China’s chances of becoming the world’s top economy might need rethinking, according to a recent article by Mohamed El-Erian, chief economic adviser at Allianz.
What Happened: El-Erian, in the article that appeared in Financial Times, suggests that the Chinese government’s current economic approach is unlikely to bring about a return to its previous position as a powerful driver of global economic growth, reported Business Insider.
“It is time for the markets to recognize that China is not reverting to its old economic and financial playbook, and its return as a powerful driver of global economic growth is unlikely in the near future,” El-Erian wrote.
“Economic performance is likely to remain lackluster for the remainder of 2023 and the first half of 2024.”
Despite a brief period of economic rebound following the lifting of pandemic restrictions, China’s economic performance has since been disappointing. High levels of youth unemployment and deflationary pricing are among the challenges faced.

#### Exercise requirements
1) From the article on China's economic outlook, transcribe the part that opens with the words containing "China’s chances of" and closes with "reported Business Insider.".
2) Pick up the article on China's economic outlook where it stops and write what comes next.

Saved entries
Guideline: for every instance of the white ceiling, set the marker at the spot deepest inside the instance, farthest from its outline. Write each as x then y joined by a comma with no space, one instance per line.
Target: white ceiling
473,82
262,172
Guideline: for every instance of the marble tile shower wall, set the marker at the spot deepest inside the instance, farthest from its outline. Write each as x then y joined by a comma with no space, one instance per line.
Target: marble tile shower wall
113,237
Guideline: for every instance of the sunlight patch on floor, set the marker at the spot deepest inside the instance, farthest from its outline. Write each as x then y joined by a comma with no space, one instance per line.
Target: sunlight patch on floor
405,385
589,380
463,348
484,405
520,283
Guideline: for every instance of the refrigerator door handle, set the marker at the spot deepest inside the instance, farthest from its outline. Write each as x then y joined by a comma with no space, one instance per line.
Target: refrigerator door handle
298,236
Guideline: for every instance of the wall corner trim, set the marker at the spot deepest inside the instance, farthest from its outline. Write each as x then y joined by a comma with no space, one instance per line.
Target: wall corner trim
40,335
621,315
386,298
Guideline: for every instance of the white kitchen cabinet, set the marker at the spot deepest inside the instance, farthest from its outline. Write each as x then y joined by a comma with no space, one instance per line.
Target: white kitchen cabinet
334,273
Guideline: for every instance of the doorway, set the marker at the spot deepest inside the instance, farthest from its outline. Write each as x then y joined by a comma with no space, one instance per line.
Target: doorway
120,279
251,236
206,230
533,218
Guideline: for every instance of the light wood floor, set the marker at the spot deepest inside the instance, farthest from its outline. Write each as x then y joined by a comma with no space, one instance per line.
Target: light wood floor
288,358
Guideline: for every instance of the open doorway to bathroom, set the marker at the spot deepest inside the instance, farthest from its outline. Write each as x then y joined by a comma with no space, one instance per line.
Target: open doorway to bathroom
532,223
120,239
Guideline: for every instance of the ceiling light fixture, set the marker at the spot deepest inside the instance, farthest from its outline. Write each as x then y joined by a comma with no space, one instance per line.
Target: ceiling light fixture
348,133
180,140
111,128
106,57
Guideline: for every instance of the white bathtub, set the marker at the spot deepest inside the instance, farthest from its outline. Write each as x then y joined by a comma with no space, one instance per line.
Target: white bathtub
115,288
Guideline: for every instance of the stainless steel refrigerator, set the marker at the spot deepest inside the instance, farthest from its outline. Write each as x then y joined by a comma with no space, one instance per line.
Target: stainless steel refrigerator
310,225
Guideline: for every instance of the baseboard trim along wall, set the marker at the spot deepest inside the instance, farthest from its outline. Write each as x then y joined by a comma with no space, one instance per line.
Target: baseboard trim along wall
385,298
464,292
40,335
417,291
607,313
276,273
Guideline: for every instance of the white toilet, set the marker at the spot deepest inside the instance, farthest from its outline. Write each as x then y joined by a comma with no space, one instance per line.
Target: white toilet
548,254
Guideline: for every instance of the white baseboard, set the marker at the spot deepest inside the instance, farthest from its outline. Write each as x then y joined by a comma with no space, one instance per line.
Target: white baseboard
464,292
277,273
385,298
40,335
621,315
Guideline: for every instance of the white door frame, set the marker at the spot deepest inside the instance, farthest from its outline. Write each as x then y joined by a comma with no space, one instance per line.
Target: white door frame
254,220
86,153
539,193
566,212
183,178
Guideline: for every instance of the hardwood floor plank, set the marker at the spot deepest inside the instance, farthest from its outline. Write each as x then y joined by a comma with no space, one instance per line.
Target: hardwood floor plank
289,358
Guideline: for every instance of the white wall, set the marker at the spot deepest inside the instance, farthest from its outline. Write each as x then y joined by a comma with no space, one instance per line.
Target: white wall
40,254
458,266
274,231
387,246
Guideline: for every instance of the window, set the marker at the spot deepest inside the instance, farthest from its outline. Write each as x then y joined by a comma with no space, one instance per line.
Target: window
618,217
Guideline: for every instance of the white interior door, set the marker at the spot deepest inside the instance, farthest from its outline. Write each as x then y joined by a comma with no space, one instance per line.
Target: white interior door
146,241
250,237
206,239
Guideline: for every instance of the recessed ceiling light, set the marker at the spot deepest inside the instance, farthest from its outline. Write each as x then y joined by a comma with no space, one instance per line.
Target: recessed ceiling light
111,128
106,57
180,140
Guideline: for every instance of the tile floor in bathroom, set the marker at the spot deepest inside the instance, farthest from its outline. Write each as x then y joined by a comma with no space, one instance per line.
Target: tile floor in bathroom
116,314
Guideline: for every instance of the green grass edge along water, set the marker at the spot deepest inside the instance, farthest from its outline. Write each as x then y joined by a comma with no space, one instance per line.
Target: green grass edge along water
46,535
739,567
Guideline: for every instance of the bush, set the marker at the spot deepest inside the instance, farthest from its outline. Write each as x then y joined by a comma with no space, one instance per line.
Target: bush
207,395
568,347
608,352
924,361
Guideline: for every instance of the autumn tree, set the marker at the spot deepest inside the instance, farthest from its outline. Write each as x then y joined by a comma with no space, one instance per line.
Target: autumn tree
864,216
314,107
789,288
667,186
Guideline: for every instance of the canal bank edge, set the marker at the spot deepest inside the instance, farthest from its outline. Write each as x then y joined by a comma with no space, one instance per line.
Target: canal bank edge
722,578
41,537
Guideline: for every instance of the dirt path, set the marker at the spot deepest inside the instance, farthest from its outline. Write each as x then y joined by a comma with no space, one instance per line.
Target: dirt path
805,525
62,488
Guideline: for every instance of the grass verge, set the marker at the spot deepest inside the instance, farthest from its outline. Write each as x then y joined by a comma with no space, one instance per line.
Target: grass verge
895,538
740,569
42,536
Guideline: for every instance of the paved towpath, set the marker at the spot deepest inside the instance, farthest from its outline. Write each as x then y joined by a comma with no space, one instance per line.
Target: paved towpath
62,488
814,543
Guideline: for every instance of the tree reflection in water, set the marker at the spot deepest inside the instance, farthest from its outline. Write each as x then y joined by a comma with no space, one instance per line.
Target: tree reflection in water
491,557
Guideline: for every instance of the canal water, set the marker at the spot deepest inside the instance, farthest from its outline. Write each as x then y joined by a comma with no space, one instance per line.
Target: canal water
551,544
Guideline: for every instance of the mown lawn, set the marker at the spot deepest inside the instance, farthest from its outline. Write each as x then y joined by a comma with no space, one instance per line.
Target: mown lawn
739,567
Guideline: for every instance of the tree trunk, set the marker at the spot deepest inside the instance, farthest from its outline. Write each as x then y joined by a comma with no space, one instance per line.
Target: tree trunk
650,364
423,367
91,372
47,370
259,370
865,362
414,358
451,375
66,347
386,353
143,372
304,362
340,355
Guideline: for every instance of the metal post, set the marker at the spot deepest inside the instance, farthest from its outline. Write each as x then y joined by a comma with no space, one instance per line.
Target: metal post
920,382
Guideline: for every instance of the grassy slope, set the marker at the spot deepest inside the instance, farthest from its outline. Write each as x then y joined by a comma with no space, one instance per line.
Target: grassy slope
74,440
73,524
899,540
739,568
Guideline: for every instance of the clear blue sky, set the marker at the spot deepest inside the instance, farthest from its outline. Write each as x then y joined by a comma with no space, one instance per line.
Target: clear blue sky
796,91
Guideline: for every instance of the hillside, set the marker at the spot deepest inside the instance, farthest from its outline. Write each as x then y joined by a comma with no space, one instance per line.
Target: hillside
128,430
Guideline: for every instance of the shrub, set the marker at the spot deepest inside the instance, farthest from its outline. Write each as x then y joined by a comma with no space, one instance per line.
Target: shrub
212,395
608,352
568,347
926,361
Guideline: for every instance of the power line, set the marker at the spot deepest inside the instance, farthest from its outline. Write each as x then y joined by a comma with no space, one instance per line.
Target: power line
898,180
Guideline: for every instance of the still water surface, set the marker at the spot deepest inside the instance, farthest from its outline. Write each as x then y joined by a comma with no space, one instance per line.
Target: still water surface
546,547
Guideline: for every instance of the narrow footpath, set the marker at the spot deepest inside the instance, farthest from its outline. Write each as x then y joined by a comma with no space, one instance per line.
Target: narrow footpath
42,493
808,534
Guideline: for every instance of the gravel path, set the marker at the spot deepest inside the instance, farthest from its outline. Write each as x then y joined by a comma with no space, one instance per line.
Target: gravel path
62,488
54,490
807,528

#### Results of the tasks
1)
China’s chances of becoming the world’s top economy might need rethinking, according to a recent article by Mohamed El-Erian, chief economic adviser at Allianz.
What Happened: El-Erian, in the article that appeared in Financial Times, suggests that the Chinese government’s current economic approach is unlikely to bring about a return to its previous position as a powerful driver of global economic growth, reported Business Insider.

2)
Investors and analysts have been vocal about their hopes for a large-scale stimulus program from Beijing to boost the economy. However, El-Erian suggests this is unlikely due to concerns about high debt levels and the potential for corruption.
Instead, Beijing is implementing smaller measures and transitioning towards new growth industries like green energy and artificial intelligence.
El-Erian also noted that larger debt restructuring measures may be required and Beijing may need to reconsider its role in domestic markets. Bloomberg economists also predict that China’s GDP growth will slow to just 1% by 2050.